Exercise: Each record is to be repeated exactly as it stands below.

━━ Material for this task ━━

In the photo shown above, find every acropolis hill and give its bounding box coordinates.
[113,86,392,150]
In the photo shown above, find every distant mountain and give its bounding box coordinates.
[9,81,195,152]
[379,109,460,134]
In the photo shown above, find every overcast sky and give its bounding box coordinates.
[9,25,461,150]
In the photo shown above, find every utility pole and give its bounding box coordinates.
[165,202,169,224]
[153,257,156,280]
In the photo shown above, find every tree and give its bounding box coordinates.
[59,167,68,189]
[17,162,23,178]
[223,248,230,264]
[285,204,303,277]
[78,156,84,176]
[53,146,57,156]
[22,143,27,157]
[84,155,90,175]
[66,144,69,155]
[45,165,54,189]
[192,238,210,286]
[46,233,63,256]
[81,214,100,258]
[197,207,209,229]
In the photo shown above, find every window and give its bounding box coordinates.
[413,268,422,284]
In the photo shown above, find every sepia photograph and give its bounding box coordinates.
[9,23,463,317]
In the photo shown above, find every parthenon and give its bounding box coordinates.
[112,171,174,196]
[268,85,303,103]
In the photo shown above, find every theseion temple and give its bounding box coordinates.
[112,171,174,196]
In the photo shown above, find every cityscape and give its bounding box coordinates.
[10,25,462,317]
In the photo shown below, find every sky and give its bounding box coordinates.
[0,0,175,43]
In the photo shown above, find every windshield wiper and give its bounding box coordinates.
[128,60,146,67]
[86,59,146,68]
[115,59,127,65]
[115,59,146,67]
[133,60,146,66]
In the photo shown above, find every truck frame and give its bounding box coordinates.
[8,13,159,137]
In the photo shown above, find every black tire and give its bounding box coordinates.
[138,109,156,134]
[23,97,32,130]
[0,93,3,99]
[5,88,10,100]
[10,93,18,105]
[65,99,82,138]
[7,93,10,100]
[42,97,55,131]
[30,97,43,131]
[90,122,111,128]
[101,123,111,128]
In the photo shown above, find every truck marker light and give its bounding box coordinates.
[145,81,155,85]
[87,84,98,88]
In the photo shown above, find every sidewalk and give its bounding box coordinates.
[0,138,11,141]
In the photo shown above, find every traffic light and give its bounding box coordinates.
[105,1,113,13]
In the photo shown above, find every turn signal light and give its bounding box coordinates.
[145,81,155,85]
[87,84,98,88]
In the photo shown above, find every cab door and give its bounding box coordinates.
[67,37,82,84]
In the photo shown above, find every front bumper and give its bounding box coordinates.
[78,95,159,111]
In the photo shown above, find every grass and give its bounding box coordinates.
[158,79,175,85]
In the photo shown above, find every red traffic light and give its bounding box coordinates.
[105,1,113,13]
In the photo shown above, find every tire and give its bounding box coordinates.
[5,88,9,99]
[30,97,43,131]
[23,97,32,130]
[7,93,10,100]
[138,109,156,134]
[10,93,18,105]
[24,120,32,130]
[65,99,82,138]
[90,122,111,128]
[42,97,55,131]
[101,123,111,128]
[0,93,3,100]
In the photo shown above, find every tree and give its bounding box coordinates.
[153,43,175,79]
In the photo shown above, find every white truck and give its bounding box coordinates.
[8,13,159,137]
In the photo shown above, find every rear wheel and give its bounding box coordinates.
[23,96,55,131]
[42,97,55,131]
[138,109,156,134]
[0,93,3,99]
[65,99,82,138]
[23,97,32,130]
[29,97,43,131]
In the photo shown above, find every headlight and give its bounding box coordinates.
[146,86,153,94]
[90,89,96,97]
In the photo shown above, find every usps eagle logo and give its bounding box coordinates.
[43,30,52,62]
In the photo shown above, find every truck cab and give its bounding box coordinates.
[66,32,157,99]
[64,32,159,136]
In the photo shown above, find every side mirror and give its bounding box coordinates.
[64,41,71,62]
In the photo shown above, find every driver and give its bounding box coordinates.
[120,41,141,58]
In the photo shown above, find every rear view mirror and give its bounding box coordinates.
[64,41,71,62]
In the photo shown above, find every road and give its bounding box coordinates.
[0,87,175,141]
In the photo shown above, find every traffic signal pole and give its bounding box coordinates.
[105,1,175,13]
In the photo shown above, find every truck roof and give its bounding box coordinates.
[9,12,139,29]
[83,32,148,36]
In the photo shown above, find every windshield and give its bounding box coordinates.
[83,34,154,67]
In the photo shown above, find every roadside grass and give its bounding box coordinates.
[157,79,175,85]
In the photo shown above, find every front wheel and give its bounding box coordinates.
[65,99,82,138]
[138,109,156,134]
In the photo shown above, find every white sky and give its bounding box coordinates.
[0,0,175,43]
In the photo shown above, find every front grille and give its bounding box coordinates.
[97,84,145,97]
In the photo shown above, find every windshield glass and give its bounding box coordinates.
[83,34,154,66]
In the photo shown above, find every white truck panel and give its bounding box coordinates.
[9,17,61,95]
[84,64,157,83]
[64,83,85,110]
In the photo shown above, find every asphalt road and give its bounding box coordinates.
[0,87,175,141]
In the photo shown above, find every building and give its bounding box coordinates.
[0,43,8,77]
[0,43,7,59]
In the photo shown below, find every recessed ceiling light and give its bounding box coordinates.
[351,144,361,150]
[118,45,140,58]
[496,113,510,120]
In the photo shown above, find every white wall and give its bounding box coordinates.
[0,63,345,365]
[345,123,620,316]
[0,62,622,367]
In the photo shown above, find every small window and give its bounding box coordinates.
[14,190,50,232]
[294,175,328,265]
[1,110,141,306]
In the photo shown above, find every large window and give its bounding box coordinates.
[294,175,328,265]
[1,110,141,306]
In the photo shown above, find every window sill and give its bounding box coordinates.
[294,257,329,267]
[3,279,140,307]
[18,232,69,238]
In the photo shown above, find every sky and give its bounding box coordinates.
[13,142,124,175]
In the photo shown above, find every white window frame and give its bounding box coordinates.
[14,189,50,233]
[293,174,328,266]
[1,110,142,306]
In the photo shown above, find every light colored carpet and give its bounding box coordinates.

━━━

Answer to this problem:
In the photo shown above, find every acropolis hill and give its bounding box coordinates.
[113,86,392,150]
In the photo shown above, find every distant mountain and give its bounding box coordinates.
[9,81,195,152]
[379,109,460,134]
In the photo shown above, find every overcast sky and give its bounding box coordinates.
[9,25,461,150]
In the photo shown above, find every utility pole and give its bounding box coordinates.
[165,202,169,224]
[153,257,156,280]
In the photo shown above, find every tree and give its bounding box coordinates.
[59,167,68,189]
[17,162,23,178]
[223,248,230,264]
[285,204,303,277]
[78,156,84,176]
[53,146,57,156]
[22,143,27,157]
[84,155,90,175]
[66,144,69,155]
[45,165,54,189]
[192,238,210,286]
[46,233,63,256]
[81,214,100,258]
[197,207,209,229]
In the photo shown above, find every window and give its bounding box coordinates.
[413,268,422,284]
In the photo shown above, find every sepia photograph and give its bounding box coordinates.
[9,23,463,317]
In the photo shown above, find every parthenon and give its bounding box coordinates.
[112,171,174,196]
[268,85,303,103]
In the photo shown above, find every theseion temple and give its bounding box coordinates.
[112,171,174,196]
In the photo shown above, find every cityscape and give its bounding box coordinates.
[10,25,462,317]
In the photo shown below, find every sky and give its bounding box coordinates.
[0,0,175,43]
In the photo shown above, find every windshield wiper and give its bounding box coordinates.
[128,60,146,67]
[86,59,146,68]
[115,59,127,65]
[115,59,146,67]
[133,60,146,66]
In the photo shown above, find every truck frame and give its bounding box coordinates.
[8,13,159,137]
In the photo shown above, find every black tire and give its bounding box coordinates.
[138,109,156,134]
[23,97,32,130]
[0,93,3,99]
[5,88,10,100]
[10,93,18,105]
[65,99,82,138]
[7,93,10,100]
[42,97,55,131]
[30,97,43,131]
[90,122,111,128]
[101,123,111,128]
In the photo shown above, find every truck marker light and give its bounding box coordinates.
[145,81,155,85]
[87,84,98,88]
In the photo shown above, find every sidewalk and give its bounding box coordinates.
[0,138,11,141]
In the photo shown above, find every traffic light and give its bounding box coordinates.
[105,1,113,13]
In the photo shown above, find every turn signal light and give its bounding box coordinates.
[145,81,155,85]
[87,84,98,88]
In the photo shown above, find every cab door and give its bounding box coordinates.
[67,37,82,84]
In the photo shown above, find every front bumper and give its bounding box coordinates.
[78,95,159,111]
In the photo shown above, find every grass and give its bounding box coordinates.
[158,79,175,85]
In the photo shown above, find every red traffic light and give its bounding box coordinates.
[105,1,113,13]
In the photo shown above, find every tire and give its bounding box coordinates.
[5,88,9,99]
[30,97,43,131]
[23,97,32,130]
[7,93,10,100]
[138,109,156,134]
[10,93,18,105]
[24,120,32,130]
[65,99,82,138]
[90,122,111,128]
[42,97,55,131]
[101,123,111,128]
[0,93,3,100]
In the photo shown above, find every tree and give its bounding box coordinates.
[153,43,175,79]
In the photo shown above, find every white truck and give its bounding box coordinates.
[8,13,159,137]
In the photo shown above, find every rear wheel and give its bounding box coordinates.
[23,96,55,131]
[42,97,55,131]
[138,109,156,134]
[0,93,3,99]
[65,99,82,138]
[23,97,32,130]
[29,97,43,131]
In the photo shown above, find every headlight and give its bounding box coordinates.
[146,86,153,94]
[90,89,96,97]
In the photo shown above, find every usps eagle logo and give its bounding box coordinates.
[43,30,52,62]
In the photo shown above, find every truck cab and give its bounding box coordinates.
[66,32,157,99]
[64,32,159,136]
In the photo shown above, find every side mirror and give its bounding box coordinates.
[64,41,71,62]
In the photo shown above, find every driver and give its bounding box coordinates.
[120,41,141,58]
In the photo shown above, find every rear view mirror and give its bounding box coordinates.
[64,41,71,62]
In the photo shown above, find every road and give its bounding box coordinates.
[0,87,175,141]
In the photo shown above, find every traffic signal pole and give its bounding box coordinates.
[105,1,175,13]
In the photo shown above, find every truck roof and give its bounding box coordinates.
[9,12,139,29]
[83,32,148,36]
In the photo shown above, find every windshield and give its bounding box coordinates.
[83,34,154,67]
In the photo shown above, find every roadside grass and give its bounding box coordinates.
[157,79,175,85]
In the photo shown above, find every front wheel and give its bounding box coordinates.
[65,99,82,138]
[138,109,156,134]
In the photo shown above, find every white sky and give its bounding box coordinates.
[0,0,175,43]
In the photo shown above, find every front grille and give its bounding box coordinates.
[97,84,145,97]
In the photo shown above, find every windshield glass and give its bounding box coordinates.
[83,34,154,66]
In the photo shown above, find every white truck panel and give its bounding box coordinates.
[9,17,61,95]
[84,64,157,83]
[64,83,85,110]
In the photo shown above, find every asphalt road and give its bounding box coordinates.
[0,87,175,141]
In the photo shown above, find every building and give its bounding box coordinates.
[0,43,8,77]
[0,43,7,59]
In the photo shown below, find every recessed ceiling light and give its bounding box coordinates.
[351,144,361,150]
[118,45,140,58]
[496,113,510,120]
In the photo shown above, find every white wall and give its bounding box coordinates.
[0,63,345,365]
[345,123,620,316]
[0,62,622,367]
In the photo shown above, find every small window and give its bounding box coordinates.
[14,190,50,232]
[294,175,328,265]
[1,110,141,306]
In the photo shown above, find every large window and give its bounding box coordinates.
[294,175,328,265]
[1,110,141,306]
In the photo shown above, find every window sill and give its bounding box coordinates.
[294,257,329,267]
[3,279,140,307]
[18,232,69,238]
In the photo shown above, find every sky and give its bounding box coordinates.
[13,142,124,175]
In the photo shown above, find every white window frame and give its bounding box coordinates.
[14,189,50,233]
[293,174,328,266]
[1,110,142,306]
In the photo shown above, find every light colored carpet and give its bounding box coordinates.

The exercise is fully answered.